- **Exercise**
For this exercise, reproduce only the lines from the one holding "the bird's head" through the final line of the data below, exactly, and omit pictures.

- **Dataset**
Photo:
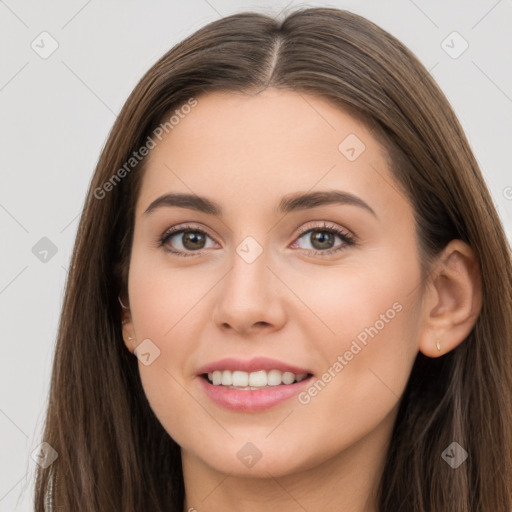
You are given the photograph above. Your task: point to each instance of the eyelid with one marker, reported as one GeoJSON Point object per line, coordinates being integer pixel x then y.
{"type": "Point", "coordinates": [348, 238]}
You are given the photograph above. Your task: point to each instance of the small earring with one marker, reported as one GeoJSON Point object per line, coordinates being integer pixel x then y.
{"type": "Point", "coordinates": [121, 302]}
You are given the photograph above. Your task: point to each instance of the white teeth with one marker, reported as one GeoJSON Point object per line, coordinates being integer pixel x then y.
{"type": "Point", "coordinates": [241, 379]}
{"type": "Point", "coordinates": [227, 378]}
{"type": "Point", "coordinates": [253, 380]}
{"type": "Point", "coordinates": [274, 377]}
{"type": "Point", "coordinates": [258, 379]}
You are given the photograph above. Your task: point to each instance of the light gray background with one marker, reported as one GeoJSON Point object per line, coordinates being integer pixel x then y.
{"type": "Point", "coordinates": [57, 112]}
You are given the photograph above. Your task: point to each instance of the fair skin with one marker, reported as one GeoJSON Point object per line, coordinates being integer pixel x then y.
{"type": "Point", "coordinates": [245, 152]}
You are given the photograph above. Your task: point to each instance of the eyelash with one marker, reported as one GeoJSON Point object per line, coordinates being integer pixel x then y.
{"type": "Point", "coordinates": [345, 237]}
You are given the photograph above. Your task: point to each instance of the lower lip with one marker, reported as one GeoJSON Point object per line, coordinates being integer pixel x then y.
{"type": "Point", "coordinates": [252, 400]}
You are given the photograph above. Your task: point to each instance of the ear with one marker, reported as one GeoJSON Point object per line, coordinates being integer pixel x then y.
{"type": "Point", "coordinates": [452, 300]}
{"type": "Point", "coordinates": [129, 337]}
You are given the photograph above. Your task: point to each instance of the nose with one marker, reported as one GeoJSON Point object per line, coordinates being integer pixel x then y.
{"type": "Point", "coordinates": [250, 298]}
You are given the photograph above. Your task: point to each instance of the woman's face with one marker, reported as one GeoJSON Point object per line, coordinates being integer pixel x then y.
{"type": "Point", "coordinates": [309, 261]}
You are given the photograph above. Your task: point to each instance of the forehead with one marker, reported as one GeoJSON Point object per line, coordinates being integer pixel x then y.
{"type": "Point", "coordinates": [253, 149]}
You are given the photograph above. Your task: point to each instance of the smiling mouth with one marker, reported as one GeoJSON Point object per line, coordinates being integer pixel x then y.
{"type": "Point", "coordinates": [261, 379]}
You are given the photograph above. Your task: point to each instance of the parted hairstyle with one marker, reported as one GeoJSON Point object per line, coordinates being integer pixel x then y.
{"type": "Point", "coordinates": [113, 453]}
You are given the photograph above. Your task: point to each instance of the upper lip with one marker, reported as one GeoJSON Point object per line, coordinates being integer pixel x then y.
{"type": "Point", "coordinates": [251, 365]}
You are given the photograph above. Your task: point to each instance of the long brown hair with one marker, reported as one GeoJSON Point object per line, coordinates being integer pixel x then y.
{"type": "Point", "coordinates": [113, 454]}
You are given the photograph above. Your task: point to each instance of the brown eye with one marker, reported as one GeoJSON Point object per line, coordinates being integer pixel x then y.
{"type": "Point", "coordinates": [185, 241]}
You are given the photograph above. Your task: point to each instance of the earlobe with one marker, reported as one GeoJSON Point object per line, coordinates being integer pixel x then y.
{"type": "Point", "coordinates": [452, 301]}
{"type": "Point", "coordinates": [127, 327]}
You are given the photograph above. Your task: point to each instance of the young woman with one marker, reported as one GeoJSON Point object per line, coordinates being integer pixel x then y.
{"type": "Point", "coordinates": [290, 289]}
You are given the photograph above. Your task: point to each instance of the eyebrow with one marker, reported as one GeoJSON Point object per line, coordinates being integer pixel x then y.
{"type": "Point", "coordinates": [289, 203]}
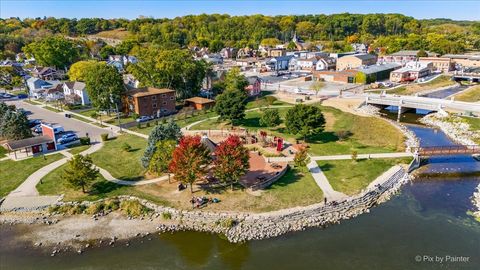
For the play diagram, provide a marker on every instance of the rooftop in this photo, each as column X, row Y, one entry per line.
column 148, row 91
column 200, row 100
column 378, row 68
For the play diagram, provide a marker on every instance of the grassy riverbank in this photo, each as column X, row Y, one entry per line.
column 472, row 94
column 344, row 132
column 359, row 174
column 120, row 163
column 13, row 173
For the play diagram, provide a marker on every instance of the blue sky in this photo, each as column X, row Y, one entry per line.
column 460, row 10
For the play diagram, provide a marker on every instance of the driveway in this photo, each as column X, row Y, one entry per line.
column 69, row 124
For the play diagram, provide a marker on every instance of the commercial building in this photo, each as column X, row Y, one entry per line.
column 411, row 71
column 149, row 101
column 355, row 61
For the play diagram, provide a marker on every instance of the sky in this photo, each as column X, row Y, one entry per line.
column 130, row 9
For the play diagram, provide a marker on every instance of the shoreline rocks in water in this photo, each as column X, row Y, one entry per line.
column 76, row 230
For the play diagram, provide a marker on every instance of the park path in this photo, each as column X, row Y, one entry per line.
column 328, row 192
column 346, row 157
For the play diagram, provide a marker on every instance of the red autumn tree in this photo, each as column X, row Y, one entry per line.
column 189, row 160
column 231, row 160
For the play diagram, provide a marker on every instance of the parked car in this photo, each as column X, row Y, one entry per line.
column 38, row 129
column 34, row 122
column 58, row 129
column 143, row 119
column 67, row 138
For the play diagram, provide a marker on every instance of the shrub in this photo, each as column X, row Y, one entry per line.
column 111, row 204
column 126, row 147
column 134, row 208
column 167, row 215
column 95, row 208
column 343, row 134
column 85, row 140
column 228, row 223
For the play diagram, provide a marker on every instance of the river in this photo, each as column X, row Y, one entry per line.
column 426, row 222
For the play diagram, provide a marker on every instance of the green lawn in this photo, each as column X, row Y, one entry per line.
column 32, row 102
column 367, row 134
column 78, row 149
column 358, row 175
column 53, row 184
column 122, row 165
column 13, row 173
column 52, row 109
column 470, row 95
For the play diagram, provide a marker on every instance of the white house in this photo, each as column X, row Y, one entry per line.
column 75, row 92
column 37, row 87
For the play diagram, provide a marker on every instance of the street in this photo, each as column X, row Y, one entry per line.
column 69, row 124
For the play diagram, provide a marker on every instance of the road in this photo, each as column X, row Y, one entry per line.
column 69, row 124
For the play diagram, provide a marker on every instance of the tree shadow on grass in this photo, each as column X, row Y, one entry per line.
column 103, row 187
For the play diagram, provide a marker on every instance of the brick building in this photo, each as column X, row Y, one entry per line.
column 149, row 101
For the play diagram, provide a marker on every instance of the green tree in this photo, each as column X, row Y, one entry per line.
column 301, row 158
column 79, row 70
column 104, row 87
column 13, row 124
column 168, row 131
column 80, row 172
column 270, row 118
column 174, row 69
column 230, row 105
column 162, row 156
column 305, row 120
column 53, row 51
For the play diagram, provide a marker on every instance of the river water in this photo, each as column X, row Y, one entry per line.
column 425, row 223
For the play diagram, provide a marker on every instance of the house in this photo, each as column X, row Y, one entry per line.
column 117, row 64
column 228, row 53
column 254, row 86
column 403, row 56
column 411, row 71
column 359, row 47
column 443, row 64
column 326, row 63
column 279, row 63
column 37, row 87
column 76, row 93
column 355, row 61
column 464, row 60
column 149, row 101
column 214, row 58
column 54, row 93
column 200, row 103
column 47, row 73
column 343, row 76
column 377, row 72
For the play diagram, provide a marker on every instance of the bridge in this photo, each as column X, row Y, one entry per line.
column 447, row 150
column 424, row 103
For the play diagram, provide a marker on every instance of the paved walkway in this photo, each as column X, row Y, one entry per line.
column 322, row 182
column 346, row 157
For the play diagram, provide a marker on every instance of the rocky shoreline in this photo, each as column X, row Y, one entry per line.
column 78, row 231
column 459, row 132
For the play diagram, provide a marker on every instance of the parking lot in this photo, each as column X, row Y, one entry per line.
column 70, row 125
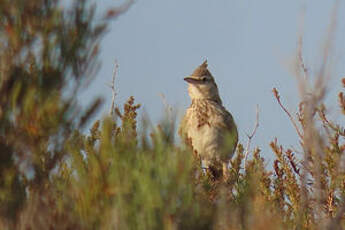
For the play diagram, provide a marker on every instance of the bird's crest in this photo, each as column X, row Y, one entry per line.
column 202, row 70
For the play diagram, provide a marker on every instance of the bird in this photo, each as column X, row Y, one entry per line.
column 207, row 126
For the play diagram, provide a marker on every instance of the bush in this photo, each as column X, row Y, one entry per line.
column 54, row 176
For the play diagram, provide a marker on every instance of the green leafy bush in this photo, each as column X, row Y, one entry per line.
column 54, row 176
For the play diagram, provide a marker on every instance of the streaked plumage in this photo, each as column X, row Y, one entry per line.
column 207, row 124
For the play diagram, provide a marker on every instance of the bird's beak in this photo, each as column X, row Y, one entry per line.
column 191, row 80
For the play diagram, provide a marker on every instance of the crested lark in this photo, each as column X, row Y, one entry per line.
column 207, row 125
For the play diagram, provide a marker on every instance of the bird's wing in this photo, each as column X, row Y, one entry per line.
column 182, row 128
column 230, row 128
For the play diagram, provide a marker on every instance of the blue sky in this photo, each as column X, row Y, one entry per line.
column 249, row 45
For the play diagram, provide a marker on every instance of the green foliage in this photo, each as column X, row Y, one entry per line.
column 55, row 176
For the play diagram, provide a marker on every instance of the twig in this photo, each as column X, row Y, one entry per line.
column 250, row 136
column 112, row 87
column 276, row 94
column 301, row 60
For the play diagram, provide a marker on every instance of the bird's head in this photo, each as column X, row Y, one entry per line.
column 201, row 84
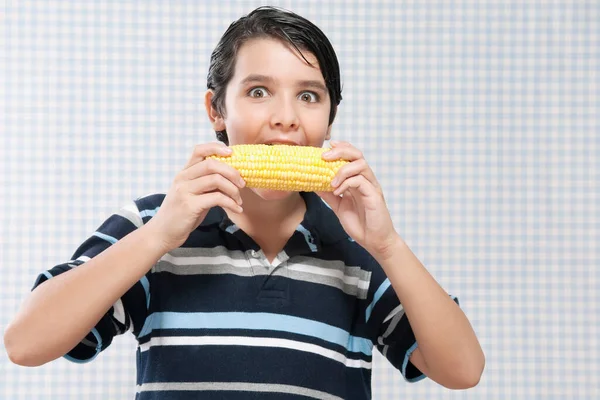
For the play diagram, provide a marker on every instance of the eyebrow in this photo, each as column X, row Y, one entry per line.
column 257, row 78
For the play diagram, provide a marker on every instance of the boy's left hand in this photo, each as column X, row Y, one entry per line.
column 361, row 207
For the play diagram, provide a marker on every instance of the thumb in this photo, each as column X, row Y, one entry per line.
column 331, row 199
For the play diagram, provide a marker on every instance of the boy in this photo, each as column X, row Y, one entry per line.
column 236, row 292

- **Task response**
For the play diagram, provide a marker on every instance of the bird's head in this photo, each as column X, row Y, one entry per line.
column 201, row 84
For the play diagram, provide a marker on every instance of the eyebrow in this photo, each as column X, row Y, one entry per line.
column 257, row 78
For the play diagram, provide a marker on every instance of the boy's left hand in this photo, each as column X, row Y, one entry per line.
column 361, row 207
For the play diagram, provide a marker on every instance of the thumb in this photo, each as column X, row Y, one entry per line.
column 331, row 199
For the play diagram, provide a marker on every instance of the boy in this photo, each as column X, row Y, one entry per line.
column 236, row 292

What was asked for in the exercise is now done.